-- START Document passage --
The way he sent it attribution will be correct as he managed to get his
MTU to send out the mail claiming to be from you.  But yes, it needs
the second From line, _and_ the first from line needs to be fixed to
be from him.
Thomas Gleixner Aug. 25, 2020, 3:25 p.m. UTC | #4
On Tue, Aug 25 2020 at 14:20, Christoph Hellwig wrote:
> On Sat, Aug 22, 2020 at 02:36:37AM +0200, Thomas Gleixner wrote:
>> From: Thomas Gleixner <tglx@linutronix.de>
>> 
>> followed by an empty new line before the actual changelog text
>> starts. That way the attribution of the patch when applying it will be
>> correct.
>
> The way he sent it attribution will be correct as he managed to get his
> MTU to send out the mail claiming to be from you.
-- END Document passage --
-- START Extracted entries --
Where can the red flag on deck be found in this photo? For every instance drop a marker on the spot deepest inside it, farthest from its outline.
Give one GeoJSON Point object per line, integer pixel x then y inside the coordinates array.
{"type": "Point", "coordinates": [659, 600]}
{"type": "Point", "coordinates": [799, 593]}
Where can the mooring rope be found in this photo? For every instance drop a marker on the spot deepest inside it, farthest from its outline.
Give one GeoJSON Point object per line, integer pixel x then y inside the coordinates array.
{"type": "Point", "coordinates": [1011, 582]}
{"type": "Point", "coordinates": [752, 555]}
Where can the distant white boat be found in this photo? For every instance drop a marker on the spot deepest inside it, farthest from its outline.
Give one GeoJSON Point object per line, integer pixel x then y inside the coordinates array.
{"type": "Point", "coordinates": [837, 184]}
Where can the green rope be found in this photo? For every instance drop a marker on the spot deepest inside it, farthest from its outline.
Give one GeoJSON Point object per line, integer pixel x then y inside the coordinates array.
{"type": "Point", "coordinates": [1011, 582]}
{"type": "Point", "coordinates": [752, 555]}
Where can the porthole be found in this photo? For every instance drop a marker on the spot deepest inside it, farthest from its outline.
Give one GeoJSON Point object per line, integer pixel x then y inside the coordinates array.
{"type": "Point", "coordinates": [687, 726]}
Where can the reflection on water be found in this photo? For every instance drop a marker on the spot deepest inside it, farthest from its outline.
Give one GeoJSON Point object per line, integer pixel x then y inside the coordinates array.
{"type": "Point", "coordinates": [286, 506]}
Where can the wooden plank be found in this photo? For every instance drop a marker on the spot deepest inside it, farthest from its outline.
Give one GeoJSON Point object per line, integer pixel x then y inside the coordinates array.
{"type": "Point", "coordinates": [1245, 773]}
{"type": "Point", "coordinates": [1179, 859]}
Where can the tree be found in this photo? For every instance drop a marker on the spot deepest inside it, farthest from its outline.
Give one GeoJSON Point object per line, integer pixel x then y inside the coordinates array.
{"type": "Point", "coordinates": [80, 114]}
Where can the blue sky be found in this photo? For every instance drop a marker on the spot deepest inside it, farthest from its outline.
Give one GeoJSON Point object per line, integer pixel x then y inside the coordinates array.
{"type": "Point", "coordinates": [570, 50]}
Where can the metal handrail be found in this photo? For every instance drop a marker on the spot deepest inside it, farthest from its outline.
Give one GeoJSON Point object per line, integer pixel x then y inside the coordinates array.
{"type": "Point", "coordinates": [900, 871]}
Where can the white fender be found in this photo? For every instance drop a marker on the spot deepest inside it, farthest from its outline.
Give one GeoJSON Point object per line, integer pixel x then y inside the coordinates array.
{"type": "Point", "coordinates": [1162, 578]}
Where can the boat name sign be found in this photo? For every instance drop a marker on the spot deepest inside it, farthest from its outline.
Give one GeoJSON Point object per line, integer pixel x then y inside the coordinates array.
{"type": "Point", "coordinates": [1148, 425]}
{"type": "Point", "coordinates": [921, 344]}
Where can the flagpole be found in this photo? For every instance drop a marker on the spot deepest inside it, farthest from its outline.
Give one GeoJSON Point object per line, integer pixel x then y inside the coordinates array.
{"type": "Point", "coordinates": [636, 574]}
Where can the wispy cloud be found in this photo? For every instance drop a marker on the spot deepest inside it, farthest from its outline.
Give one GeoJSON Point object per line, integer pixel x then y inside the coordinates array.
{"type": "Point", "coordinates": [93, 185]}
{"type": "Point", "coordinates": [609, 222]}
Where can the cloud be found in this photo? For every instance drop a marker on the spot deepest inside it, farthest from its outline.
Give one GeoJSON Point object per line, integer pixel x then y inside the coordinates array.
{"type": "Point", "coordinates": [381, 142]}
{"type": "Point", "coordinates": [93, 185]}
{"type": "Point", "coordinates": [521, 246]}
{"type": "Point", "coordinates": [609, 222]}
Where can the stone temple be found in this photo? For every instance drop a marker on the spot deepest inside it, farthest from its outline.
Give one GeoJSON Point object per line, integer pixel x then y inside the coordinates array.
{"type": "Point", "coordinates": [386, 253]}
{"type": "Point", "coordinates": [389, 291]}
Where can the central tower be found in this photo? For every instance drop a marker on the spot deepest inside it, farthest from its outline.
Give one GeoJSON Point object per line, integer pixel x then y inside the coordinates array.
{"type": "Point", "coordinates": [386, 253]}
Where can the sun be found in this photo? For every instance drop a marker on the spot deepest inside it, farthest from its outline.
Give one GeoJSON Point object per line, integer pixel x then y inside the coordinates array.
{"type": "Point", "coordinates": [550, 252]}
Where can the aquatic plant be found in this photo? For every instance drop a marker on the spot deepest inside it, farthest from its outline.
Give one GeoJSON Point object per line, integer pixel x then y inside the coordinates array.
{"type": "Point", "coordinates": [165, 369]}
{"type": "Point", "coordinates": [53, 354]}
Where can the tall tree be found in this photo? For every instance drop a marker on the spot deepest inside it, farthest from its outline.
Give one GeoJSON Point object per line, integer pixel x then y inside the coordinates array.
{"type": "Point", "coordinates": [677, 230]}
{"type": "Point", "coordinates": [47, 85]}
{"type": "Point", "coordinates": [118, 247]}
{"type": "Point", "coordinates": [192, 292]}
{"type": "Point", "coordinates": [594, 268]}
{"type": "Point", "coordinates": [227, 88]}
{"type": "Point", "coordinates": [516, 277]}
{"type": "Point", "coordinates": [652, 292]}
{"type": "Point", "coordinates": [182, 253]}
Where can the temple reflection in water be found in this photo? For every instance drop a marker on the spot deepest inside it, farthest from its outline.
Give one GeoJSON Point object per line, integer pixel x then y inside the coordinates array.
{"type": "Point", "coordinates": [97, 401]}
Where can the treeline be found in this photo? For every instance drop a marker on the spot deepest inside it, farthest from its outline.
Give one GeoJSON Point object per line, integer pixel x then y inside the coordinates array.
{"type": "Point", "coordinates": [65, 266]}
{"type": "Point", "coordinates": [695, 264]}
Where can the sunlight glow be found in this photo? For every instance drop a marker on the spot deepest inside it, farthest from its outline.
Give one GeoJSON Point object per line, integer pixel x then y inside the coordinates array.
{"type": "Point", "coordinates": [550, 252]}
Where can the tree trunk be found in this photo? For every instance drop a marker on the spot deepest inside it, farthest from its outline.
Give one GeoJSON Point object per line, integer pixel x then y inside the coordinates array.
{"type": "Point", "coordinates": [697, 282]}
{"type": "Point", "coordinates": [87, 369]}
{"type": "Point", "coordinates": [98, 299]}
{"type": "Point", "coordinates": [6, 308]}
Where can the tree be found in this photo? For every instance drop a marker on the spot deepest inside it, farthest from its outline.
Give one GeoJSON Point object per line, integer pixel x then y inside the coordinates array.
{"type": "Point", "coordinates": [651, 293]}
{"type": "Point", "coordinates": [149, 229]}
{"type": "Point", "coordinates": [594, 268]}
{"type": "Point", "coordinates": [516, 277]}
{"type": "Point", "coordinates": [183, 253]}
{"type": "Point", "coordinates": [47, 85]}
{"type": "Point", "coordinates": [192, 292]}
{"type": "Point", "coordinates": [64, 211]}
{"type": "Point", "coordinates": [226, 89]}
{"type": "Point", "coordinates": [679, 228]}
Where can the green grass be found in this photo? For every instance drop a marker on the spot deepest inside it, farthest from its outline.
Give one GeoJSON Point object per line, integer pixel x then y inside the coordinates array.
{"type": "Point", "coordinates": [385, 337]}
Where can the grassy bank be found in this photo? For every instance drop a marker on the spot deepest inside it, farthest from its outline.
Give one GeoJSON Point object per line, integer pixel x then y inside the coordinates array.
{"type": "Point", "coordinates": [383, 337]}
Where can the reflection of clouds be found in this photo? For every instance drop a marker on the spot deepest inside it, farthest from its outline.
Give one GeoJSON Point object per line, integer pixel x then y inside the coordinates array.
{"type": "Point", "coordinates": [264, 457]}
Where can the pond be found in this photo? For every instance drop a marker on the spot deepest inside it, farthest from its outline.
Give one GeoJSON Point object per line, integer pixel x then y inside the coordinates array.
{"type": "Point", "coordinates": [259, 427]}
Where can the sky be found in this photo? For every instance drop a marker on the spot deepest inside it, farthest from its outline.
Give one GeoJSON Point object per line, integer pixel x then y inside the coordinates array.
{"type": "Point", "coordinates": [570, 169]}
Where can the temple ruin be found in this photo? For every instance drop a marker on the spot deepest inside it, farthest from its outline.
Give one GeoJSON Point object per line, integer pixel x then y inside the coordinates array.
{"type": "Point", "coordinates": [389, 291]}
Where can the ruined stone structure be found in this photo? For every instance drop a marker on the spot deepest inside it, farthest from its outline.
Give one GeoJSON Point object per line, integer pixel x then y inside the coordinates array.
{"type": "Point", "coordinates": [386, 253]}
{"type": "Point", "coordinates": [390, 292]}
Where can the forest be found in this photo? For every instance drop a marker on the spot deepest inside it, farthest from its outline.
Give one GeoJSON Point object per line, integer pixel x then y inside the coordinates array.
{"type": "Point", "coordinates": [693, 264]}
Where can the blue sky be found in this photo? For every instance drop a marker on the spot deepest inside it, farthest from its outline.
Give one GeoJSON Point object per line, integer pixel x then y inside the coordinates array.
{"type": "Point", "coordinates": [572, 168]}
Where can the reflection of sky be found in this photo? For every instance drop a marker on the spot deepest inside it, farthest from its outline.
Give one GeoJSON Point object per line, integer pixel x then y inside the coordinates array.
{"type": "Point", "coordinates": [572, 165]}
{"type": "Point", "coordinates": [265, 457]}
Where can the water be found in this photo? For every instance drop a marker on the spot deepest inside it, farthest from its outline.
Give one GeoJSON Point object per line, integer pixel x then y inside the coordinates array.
-- END Extracted entries --
To do:
A) Pick out each row that contains the string "temple".
B) Carry the mailing-list exchange about patch attribution forward from its last line.

Results of the tasks:
A)
Where can the stone temple be found in this photo? For every instance drop a marker on the spot deepest inside it, farthest from its outline.
Where can the temple reflection in water be found in this photo? For every instance drop a marker on the spot deepest inside it, farthest from its outline.
Where can the temple ruin be found in this photo? For every instance drop a marker on the spot deepest inside it, farthest from its outline.

B)
Which is even worse as that spammed my inbox with mail delivery rejects
for SPF and whatever violations. And those came mostly from Amazon
servers which sent out that wrong stuff in the first place ....

> But yes, it needs the second From line, _and_ the first from line
> needs to be fixed to be from him.

Thanks,

        tglx
Anchal Agarwal Aug. 28, 2020, 6:26 p.m. UTC | #5
On Fri, Aug 21, 2020 at 10:22:43PM +0000, Anchal Agarwal wrote:
> Hello,
> This series fixes PM hibernation for hvm guests running on xen hypervisor.
> The running guest could now be hibernated and resumed successfully at a
> later time. The fixes for PM hibernation are added to block and
> network device drivers i.e xen-blkfront and xen-netfront. Any other driver
> that needs to add S4 support if not already, can follow same method of
> introducing freeze/thaw/restore callbacks.
> The patches had been tested against upstream kernel and xen4.11. Large
> scale testing is also done on Xen based Amazon EC2 instances. All this testing
> involved running memory exhausting workload in the background.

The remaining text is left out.